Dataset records
▼
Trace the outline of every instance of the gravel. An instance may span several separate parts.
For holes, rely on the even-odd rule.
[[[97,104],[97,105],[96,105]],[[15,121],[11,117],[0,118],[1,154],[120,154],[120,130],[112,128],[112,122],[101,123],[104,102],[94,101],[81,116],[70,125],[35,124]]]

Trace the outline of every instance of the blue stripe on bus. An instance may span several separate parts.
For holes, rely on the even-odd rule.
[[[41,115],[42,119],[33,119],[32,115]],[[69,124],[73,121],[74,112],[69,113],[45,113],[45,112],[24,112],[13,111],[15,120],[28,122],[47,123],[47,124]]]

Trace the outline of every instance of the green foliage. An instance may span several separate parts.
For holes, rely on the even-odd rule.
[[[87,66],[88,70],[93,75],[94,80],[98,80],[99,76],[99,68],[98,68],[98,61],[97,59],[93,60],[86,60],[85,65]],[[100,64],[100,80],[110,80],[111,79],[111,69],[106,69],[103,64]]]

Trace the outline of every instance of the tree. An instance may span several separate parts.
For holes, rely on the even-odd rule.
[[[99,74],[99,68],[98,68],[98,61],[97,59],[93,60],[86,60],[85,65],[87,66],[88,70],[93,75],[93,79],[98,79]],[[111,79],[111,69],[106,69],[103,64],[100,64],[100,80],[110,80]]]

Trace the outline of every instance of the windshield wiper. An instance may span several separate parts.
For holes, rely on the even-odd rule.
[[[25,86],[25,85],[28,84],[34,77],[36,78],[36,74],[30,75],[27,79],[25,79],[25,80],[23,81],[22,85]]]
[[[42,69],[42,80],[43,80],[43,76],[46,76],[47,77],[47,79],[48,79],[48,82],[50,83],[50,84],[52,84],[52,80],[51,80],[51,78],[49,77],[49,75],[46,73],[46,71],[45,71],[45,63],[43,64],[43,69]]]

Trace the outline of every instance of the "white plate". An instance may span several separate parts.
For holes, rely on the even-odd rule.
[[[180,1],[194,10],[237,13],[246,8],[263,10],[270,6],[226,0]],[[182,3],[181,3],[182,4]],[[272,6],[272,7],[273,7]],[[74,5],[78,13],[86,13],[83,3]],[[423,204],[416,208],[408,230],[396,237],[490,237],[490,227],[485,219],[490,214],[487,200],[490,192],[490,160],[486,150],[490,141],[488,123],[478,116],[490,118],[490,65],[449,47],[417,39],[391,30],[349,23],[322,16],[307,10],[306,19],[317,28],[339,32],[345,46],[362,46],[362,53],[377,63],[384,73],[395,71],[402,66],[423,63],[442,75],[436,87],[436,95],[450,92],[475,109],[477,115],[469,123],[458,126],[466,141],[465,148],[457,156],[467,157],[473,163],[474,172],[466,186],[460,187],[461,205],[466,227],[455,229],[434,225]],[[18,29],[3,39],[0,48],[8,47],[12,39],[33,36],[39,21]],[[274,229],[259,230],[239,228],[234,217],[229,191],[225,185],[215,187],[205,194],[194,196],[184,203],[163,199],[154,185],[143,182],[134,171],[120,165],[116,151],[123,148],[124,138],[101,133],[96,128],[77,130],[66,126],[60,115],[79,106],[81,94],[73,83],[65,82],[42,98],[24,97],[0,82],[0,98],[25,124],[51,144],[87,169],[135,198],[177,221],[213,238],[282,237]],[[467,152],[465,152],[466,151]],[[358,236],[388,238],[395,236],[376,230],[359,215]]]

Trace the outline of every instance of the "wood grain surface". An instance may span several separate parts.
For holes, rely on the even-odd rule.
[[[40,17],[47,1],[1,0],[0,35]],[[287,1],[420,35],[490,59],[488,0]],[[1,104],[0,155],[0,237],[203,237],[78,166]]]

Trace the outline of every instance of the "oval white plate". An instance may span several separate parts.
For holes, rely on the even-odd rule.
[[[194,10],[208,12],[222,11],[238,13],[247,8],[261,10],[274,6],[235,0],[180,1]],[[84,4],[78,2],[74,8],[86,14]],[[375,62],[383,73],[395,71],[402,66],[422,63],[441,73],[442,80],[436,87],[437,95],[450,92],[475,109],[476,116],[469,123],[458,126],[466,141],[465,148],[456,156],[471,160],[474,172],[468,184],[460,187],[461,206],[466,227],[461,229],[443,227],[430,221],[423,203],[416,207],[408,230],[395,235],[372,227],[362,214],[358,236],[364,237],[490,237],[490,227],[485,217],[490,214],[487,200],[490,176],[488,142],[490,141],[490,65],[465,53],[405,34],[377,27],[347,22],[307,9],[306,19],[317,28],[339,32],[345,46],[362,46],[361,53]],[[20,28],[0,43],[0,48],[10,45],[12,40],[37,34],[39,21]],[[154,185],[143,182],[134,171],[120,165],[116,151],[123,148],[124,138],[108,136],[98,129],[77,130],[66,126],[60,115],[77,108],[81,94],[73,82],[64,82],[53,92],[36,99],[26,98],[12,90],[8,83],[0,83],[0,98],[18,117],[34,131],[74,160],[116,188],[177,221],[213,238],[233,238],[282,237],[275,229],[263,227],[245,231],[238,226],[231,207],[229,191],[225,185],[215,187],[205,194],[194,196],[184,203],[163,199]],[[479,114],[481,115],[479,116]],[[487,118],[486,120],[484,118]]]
▲
TASK PROMPT: How many lines in the entries above contain the string "plate"? Treat case as significant and reply with the number alone.

WRITTEN ANSWER: 2